→ YOUR INSTRUCTIONS
Pick out every line in the rows below that contains the string "illuminated", and copy each one in full.

→ EXERCISE MATERIALS
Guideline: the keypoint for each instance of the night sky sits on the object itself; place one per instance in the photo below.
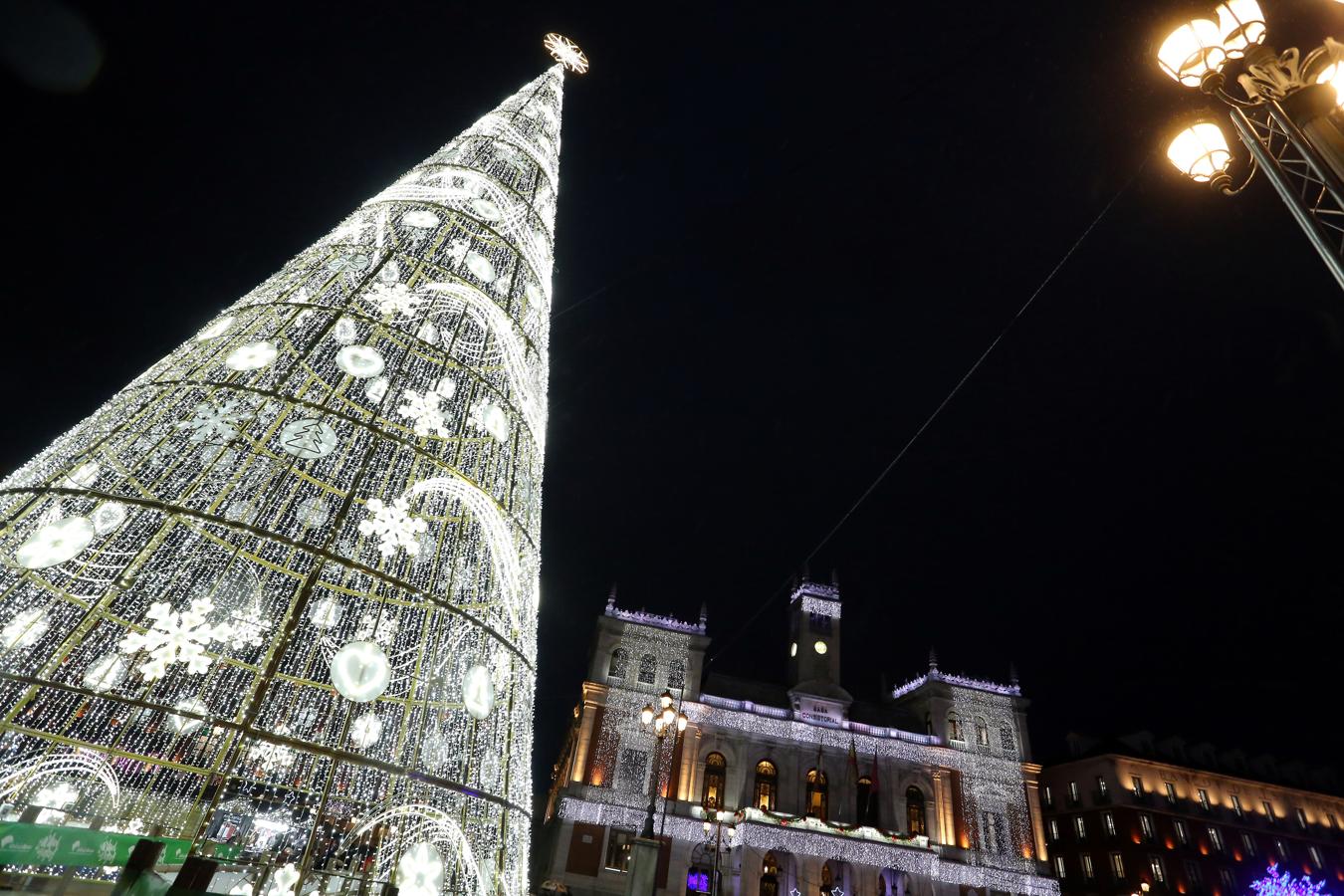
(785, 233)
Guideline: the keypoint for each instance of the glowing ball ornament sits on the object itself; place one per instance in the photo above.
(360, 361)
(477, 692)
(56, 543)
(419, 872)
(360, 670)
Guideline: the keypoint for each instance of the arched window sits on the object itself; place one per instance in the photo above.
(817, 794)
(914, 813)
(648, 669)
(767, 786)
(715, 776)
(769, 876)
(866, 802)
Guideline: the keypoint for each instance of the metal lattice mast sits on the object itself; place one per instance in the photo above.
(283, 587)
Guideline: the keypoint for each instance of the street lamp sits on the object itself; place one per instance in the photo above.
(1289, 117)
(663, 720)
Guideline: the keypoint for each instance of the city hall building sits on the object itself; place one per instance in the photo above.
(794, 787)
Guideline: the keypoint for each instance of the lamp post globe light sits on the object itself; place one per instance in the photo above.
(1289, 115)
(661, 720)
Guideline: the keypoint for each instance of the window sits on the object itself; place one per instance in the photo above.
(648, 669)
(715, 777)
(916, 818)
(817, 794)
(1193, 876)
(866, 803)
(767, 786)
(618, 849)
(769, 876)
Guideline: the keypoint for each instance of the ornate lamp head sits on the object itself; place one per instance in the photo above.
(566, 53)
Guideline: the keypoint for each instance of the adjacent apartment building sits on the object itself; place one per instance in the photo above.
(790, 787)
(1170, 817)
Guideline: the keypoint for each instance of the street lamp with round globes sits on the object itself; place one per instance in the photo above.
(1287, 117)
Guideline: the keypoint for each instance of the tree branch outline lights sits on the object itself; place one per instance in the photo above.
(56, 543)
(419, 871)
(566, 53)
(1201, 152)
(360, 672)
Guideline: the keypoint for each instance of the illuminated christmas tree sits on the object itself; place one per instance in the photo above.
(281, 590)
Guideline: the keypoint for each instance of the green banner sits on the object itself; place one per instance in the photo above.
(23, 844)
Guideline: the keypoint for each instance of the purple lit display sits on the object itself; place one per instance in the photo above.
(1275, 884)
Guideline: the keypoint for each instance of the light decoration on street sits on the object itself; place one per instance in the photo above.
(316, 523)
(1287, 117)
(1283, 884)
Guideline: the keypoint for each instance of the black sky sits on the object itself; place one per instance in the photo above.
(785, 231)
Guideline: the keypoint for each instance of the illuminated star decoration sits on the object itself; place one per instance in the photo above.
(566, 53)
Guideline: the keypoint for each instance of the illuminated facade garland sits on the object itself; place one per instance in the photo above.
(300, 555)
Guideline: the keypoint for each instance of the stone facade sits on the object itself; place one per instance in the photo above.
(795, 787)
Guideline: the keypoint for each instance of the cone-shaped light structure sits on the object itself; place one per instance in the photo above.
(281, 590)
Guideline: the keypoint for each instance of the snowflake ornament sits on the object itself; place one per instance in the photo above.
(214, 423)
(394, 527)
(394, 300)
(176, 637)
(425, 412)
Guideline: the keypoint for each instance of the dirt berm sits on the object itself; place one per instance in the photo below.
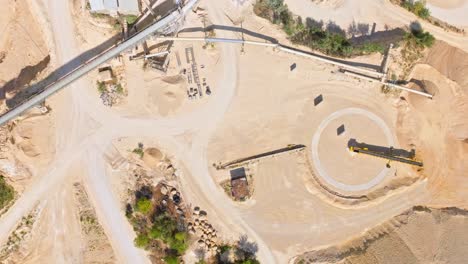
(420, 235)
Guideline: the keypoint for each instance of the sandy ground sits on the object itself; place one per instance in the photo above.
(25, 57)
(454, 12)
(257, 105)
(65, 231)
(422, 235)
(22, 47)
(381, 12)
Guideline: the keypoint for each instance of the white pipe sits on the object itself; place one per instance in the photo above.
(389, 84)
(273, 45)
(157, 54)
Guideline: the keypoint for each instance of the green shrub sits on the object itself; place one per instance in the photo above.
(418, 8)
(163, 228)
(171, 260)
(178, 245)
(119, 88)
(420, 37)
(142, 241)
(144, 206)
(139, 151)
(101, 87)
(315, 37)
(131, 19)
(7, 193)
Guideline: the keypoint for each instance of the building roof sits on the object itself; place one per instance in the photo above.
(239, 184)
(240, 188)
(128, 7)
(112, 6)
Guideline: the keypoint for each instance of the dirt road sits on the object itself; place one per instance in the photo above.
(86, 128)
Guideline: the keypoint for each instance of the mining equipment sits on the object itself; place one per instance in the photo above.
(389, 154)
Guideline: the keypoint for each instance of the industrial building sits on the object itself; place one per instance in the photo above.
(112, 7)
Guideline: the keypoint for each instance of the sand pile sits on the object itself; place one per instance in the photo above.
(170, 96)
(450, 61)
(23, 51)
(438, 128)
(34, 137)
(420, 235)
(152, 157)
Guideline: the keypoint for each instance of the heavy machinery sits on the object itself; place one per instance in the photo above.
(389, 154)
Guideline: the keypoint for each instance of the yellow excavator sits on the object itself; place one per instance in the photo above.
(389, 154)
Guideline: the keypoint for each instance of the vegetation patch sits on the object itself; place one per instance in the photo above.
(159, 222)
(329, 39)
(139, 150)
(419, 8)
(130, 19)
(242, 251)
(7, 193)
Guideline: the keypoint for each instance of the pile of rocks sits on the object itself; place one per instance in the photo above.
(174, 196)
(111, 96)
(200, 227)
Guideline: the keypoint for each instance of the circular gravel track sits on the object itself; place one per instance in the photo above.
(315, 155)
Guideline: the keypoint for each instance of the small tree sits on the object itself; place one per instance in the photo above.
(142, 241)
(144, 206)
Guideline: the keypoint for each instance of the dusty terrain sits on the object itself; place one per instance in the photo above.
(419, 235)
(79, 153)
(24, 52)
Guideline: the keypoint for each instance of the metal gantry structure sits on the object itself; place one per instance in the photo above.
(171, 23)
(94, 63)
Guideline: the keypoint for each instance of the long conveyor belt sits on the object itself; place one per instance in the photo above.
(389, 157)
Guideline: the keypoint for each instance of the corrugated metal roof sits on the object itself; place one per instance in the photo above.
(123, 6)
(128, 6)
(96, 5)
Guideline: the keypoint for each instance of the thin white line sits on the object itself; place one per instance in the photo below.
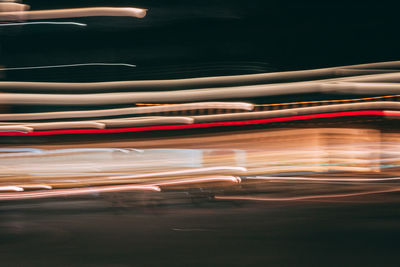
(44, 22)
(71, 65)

* * *

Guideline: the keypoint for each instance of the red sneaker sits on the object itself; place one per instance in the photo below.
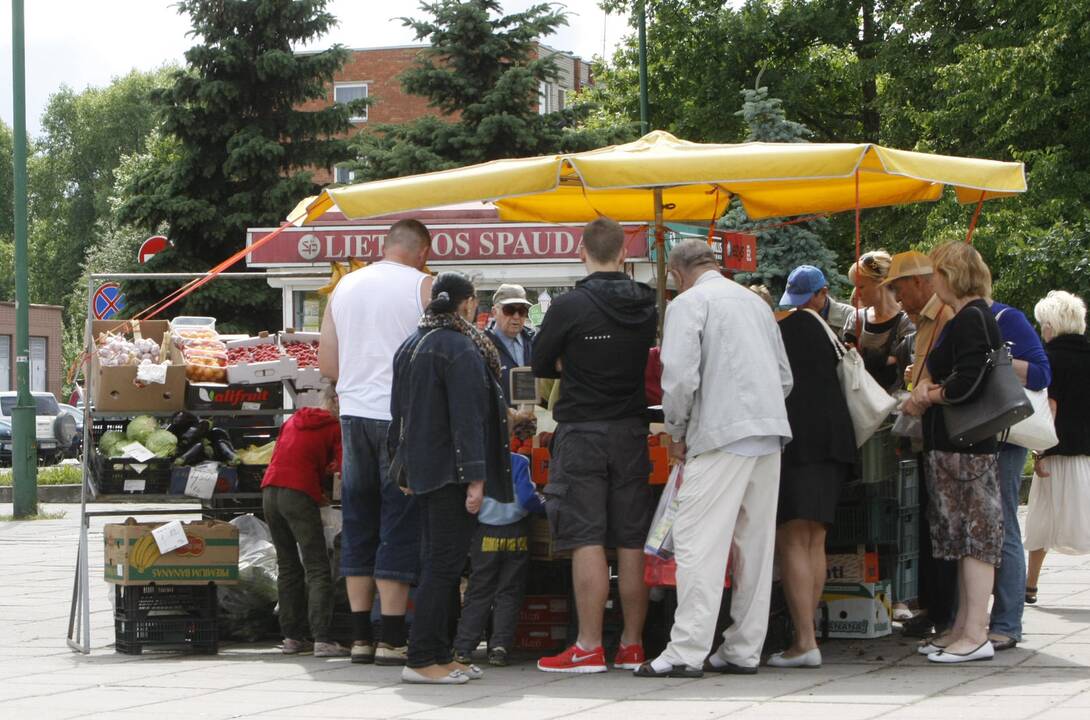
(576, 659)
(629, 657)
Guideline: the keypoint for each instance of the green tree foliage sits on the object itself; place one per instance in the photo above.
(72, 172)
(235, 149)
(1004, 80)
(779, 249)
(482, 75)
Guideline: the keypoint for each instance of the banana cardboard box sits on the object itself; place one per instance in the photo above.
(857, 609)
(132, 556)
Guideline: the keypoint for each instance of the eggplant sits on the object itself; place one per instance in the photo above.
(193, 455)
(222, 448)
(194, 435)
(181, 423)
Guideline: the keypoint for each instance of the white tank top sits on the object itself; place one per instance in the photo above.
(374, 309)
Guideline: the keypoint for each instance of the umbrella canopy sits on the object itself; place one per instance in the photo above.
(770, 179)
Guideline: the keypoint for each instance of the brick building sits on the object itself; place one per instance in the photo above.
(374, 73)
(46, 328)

...

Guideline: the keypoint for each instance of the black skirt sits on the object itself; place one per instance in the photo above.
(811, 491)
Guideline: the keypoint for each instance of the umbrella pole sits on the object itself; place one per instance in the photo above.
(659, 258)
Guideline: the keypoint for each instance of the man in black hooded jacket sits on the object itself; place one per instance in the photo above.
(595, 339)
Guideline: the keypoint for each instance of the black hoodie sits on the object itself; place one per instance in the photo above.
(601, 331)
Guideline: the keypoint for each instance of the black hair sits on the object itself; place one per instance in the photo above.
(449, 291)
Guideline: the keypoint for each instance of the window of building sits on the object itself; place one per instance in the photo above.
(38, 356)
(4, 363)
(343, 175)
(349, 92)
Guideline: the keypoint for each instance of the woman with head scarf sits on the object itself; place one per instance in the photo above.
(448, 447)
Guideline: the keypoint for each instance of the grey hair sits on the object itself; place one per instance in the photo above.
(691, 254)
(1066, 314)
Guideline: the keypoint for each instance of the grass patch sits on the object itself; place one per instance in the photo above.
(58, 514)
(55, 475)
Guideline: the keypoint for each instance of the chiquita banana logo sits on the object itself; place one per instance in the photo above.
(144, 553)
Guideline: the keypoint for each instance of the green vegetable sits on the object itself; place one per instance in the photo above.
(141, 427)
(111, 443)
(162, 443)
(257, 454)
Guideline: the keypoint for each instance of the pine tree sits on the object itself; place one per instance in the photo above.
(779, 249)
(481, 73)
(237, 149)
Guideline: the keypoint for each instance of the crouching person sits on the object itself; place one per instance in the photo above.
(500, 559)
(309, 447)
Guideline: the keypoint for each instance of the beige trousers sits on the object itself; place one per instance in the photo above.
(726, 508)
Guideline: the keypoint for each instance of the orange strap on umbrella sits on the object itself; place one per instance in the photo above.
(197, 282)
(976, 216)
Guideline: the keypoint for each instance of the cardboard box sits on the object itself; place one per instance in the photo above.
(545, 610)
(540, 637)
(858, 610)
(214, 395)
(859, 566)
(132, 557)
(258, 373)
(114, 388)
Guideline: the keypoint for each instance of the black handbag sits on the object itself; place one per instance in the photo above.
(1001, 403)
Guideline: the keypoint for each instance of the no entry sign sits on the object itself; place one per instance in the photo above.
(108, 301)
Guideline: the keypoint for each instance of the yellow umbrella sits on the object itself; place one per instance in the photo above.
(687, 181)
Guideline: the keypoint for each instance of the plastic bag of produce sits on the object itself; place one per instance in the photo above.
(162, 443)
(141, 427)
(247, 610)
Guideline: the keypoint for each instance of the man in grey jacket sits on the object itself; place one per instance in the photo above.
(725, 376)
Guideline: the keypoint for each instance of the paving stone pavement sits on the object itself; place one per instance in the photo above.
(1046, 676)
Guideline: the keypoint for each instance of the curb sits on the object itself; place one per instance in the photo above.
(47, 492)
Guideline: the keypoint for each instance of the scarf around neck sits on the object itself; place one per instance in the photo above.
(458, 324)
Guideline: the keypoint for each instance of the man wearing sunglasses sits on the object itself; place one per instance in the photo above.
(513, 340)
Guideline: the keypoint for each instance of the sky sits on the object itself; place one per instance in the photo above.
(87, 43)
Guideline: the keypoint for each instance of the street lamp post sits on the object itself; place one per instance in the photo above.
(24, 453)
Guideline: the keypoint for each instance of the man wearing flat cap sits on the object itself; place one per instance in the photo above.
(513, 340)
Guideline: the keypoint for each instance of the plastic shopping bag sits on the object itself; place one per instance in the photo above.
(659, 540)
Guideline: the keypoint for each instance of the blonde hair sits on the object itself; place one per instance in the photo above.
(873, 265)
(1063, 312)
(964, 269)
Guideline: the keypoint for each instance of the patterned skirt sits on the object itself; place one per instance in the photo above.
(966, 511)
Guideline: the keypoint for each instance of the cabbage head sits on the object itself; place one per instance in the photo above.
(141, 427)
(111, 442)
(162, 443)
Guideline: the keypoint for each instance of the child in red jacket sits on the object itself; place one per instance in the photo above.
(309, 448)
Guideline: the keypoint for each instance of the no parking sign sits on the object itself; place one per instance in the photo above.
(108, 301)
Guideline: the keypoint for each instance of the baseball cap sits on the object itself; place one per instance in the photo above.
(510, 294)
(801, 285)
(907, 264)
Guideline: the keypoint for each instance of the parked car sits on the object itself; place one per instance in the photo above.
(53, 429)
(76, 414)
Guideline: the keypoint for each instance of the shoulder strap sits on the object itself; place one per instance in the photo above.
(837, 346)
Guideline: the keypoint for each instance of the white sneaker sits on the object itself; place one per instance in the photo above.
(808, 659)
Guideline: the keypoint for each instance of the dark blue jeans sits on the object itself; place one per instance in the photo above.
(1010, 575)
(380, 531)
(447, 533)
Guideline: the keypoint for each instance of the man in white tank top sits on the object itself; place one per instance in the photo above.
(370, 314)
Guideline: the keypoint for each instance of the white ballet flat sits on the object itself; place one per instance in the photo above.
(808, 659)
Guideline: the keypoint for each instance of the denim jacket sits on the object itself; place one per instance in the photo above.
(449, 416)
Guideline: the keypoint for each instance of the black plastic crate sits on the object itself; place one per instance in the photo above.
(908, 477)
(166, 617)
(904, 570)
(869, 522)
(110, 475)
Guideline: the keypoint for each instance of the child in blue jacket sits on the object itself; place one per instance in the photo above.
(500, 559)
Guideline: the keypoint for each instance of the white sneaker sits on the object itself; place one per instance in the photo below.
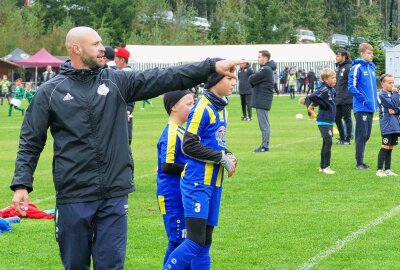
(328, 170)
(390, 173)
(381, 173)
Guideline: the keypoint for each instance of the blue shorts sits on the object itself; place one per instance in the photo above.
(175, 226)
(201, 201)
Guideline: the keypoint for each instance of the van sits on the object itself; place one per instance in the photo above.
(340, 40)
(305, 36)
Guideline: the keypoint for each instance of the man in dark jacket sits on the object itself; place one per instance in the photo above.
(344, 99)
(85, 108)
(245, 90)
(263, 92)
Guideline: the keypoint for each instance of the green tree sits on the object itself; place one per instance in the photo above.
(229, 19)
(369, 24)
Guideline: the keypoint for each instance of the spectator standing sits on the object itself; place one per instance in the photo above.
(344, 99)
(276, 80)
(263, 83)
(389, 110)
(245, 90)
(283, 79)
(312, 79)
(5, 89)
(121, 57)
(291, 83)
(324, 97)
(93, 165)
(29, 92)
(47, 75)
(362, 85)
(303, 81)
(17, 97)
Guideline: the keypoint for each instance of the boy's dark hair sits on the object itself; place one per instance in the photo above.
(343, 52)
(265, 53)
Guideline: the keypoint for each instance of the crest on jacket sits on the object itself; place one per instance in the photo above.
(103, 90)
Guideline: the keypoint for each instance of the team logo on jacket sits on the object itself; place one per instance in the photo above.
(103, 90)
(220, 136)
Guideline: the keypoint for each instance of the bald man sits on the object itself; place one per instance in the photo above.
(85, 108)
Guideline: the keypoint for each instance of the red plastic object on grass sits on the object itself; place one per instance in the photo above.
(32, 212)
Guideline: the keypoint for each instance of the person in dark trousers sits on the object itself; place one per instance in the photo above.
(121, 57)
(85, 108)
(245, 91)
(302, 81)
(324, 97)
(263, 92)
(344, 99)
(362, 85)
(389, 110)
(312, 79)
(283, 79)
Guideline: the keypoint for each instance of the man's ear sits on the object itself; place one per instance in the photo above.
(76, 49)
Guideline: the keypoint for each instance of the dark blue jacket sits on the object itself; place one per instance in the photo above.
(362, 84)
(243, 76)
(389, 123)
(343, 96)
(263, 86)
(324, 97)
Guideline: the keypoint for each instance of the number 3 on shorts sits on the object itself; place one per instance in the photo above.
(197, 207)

→ OUTPUT FOR THIS TASK
Guideline: the keypoint for each instance of the illuminated christmas tree sits on the object itself; place one per instance in the photo above.
Guideline: the keypoint for each instance of the illuminated star decoration sits on the object itself; place one per instance in the photo above.
Guideline: the keypoint for each instance of the illuminated facade garland sits on the object itself; place one per instance in the photo above.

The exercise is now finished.